__Work order__. For every line in the entries that contains "below", show the whole line.

Data entries

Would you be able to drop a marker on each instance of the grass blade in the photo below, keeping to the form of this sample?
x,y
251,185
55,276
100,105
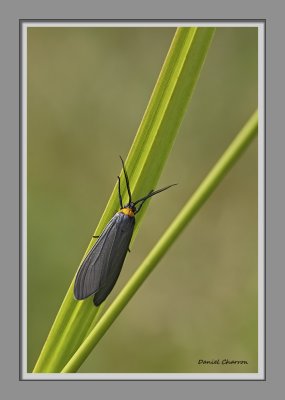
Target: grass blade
x,y
144,163
208,185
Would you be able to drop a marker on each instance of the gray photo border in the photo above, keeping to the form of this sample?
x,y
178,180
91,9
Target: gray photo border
x,y
124,21
11,13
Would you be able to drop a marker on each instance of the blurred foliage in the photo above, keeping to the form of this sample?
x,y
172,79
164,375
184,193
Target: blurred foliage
x,y
87,92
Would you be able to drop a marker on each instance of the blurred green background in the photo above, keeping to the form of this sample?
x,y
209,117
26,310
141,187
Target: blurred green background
x,y
87,92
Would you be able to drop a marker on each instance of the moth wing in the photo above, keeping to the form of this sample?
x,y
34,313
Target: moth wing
x,y
116,259
88,277
101,267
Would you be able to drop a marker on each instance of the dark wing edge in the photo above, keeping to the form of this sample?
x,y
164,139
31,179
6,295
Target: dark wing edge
x,y
116,259
86,281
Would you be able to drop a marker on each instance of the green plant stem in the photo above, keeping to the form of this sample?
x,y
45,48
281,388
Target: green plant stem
x,y
144,164
207,186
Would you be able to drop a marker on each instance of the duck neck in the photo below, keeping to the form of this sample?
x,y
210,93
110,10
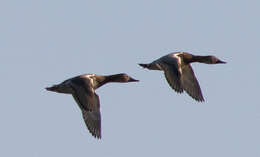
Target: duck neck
x,y
201,59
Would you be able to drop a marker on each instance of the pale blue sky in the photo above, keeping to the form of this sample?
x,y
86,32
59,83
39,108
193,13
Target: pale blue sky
x,y
45,42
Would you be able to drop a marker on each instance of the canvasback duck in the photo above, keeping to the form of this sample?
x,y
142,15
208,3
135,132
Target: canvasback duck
x,y
83,89
178,71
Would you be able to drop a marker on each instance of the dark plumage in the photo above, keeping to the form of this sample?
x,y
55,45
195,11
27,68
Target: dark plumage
x,y
178,71
83,89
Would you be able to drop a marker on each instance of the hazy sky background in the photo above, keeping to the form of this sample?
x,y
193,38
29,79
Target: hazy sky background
x,y
45,42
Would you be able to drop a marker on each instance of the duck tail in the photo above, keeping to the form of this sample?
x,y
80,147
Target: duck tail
x,y
144,65
54,88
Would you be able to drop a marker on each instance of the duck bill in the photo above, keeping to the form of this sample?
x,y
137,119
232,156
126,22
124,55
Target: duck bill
x,y
132,80
221,62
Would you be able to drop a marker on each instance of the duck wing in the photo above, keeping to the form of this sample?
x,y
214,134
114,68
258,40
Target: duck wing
x,y
171,72
89,104
190,83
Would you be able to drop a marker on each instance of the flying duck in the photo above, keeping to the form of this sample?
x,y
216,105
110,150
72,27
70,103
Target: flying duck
x,y
83,89
178,71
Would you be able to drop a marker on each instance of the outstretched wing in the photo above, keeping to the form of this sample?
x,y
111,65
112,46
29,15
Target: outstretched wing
x,y
190,84
89,104
171,72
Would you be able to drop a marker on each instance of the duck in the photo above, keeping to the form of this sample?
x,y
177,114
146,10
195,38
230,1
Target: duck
x,y
82,88
179,73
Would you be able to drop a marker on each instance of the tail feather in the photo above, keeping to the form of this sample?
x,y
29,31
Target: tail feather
x,y
53,88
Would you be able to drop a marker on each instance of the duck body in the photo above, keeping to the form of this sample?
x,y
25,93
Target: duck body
x,y
82,88
179,73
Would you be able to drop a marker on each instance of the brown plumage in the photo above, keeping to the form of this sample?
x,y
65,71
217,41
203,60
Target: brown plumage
x,y
178,71
83,89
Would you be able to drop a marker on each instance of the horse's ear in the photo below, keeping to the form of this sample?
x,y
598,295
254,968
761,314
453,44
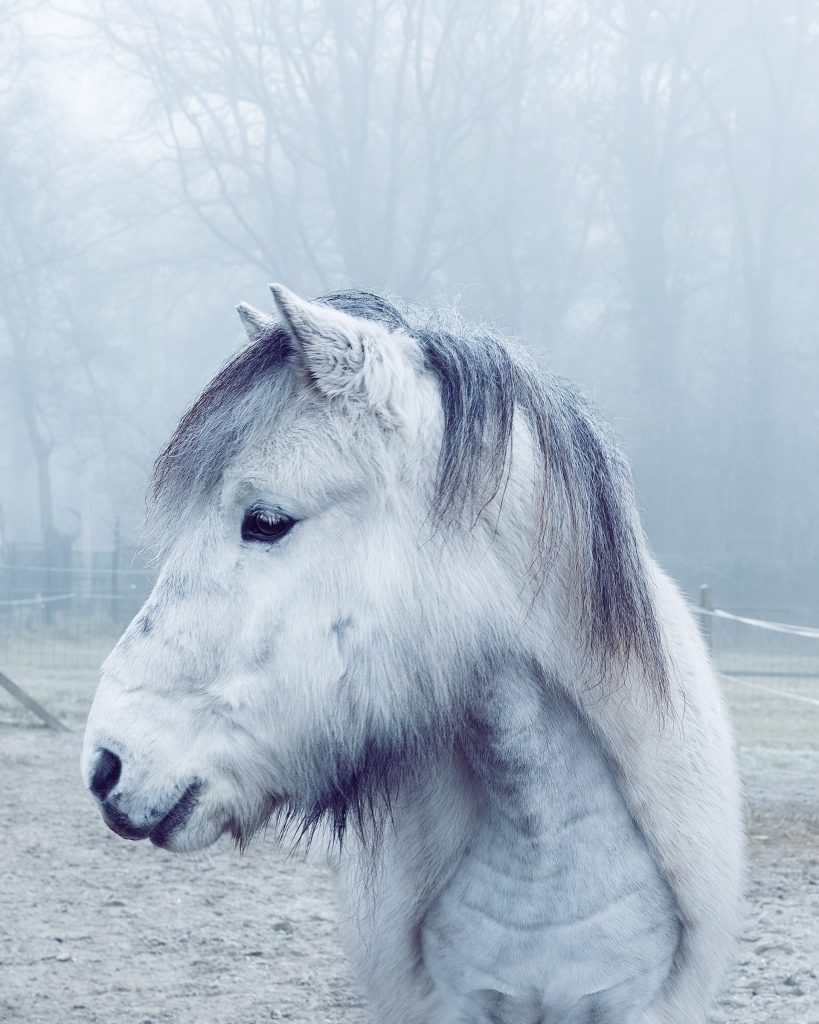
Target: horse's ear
x,y
256,323
346,355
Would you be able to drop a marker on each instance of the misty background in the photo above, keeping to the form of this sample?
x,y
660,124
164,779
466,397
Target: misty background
x,y
631,187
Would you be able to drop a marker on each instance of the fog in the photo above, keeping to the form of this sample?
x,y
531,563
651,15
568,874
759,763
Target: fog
x,y
631,187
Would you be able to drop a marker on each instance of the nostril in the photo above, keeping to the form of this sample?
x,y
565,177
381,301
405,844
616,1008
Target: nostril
x,y
106,774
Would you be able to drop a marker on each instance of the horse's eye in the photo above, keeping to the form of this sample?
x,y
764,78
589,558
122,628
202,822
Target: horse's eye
x,y
265,526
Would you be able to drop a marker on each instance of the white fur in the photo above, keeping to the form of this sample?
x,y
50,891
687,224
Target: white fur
x,y
580,853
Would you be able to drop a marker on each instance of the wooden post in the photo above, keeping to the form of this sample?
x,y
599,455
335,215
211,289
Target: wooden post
x,y
115,569
32,705
706,621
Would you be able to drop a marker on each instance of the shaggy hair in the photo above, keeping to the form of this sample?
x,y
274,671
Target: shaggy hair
x,y
584,487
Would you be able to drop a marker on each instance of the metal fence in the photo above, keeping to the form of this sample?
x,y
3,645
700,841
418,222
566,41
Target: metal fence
x,y
65,607
65,610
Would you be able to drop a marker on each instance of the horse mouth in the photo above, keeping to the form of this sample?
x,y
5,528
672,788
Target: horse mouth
x,y
163,832
175,819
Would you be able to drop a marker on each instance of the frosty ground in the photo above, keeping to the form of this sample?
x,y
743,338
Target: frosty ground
x,y
93,929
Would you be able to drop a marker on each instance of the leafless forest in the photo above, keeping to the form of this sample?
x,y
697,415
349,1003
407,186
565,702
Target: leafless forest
x,y
630,186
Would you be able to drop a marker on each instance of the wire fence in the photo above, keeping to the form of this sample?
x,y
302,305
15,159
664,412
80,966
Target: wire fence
x,y
66,611
66,608
770,674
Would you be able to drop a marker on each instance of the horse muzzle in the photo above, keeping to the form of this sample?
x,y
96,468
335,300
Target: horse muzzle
x,y
160,824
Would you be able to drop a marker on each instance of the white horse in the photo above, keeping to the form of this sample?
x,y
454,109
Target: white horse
x,y
404,592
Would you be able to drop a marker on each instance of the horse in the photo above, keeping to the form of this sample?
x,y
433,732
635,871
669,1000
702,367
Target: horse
x,y
404,602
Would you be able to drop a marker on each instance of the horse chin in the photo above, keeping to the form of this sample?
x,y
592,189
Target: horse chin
x,y
196,834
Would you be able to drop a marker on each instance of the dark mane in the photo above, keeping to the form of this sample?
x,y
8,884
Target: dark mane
x,y
483,382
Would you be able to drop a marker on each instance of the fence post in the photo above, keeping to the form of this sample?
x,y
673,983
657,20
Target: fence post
x,y
706,621
115,567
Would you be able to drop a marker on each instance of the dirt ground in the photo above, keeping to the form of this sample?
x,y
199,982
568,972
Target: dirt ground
x,y
93,929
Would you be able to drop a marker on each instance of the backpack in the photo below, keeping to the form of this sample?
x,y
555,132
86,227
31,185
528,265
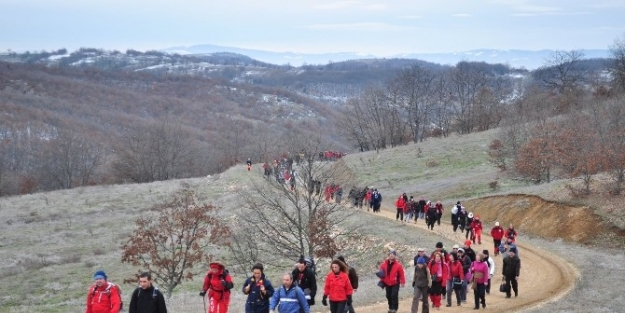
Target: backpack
x,y
224,274
310,263
108,289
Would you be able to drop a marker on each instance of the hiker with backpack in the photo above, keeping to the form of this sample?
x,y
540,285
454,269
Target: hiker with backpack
x,y
304,276
353,280
454,215
376,200
337,288
289,298
258,290
497,233
394,278
218,284
147,298
103,296
400,205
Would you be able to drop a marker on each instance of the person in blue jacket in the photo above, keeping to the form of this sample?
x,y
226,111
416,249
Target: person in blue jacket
x,y
258,290
289,298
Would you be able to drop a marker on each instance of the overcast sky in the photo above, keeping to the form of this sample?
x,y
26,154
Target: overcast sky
x,y
312,26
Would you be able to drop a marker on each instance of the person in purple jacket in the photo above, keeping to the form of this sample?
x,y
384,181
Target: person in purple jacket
x,y
479,269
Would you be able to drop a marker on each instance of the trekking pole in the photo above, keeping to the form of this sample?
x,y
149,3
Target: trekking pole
x,y
204,300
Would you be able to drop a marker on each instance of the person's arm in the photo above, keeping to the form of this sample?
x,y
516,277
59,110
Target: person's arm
x,y
274,300
160,303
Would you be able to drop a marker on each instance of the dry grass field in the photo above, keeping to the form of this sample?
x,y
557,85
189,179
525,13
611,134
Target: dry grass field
x,y
51,243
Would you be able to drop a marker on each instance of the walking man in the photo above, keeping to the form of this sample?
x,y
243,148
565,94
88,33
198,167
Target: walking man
x,y
147,298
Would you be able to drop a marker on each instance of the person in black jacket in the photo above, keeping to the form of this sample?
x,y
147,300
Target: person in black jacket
x,y
147,298
511,270
353,279
304,277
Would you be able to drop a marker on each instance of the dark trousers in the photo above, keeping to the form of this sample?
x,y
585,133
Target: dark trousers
x,y
337,306
480,295
400,214
392,295
511,281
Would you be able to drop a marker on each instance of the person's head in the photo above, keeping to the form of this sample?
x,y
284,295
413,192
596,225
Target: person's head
x,y
257,271
338,266
100,278
420,262
301,264
215,267
392,255
439,246
287,280
145,280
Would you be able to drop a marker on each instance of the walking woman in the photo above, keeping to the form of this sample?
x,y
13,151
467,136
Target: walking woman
x,y
479,269
337,287
439,271
456,276
258,290
421,282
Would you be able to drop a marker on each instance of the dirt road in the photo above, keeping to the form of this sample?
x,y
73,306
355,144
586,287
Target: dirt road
x,y
544,276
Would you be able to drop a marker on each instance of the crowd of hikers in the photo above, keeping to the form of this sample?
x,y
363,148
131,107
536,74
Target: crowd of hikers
x,y
436,277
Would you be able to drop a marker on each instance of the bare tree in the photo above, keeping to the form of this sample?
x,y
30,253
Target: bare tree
x,y
286,224
617,49
158,151
170,243
561,71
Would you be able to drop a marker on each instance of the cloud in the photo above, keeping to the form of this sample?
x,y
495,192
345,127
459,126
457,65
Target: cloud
x,y
341,5
369,26
411,17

__Answer to this task__.
Would you be able to drop a marker on each instance of the grass blade in the photo below, keeping to the form of this sample?
Would you be able to drop a marker on each instance of the duck neck in the photo below, keeping to the form of this sample?
Would you be able to drop a marker on each instance of the horse's ear in the photo below, keeping to the form of this sample?
Would you be able to drop a marker on each instance of the backpack in the photo below, keeping to the form of this sample?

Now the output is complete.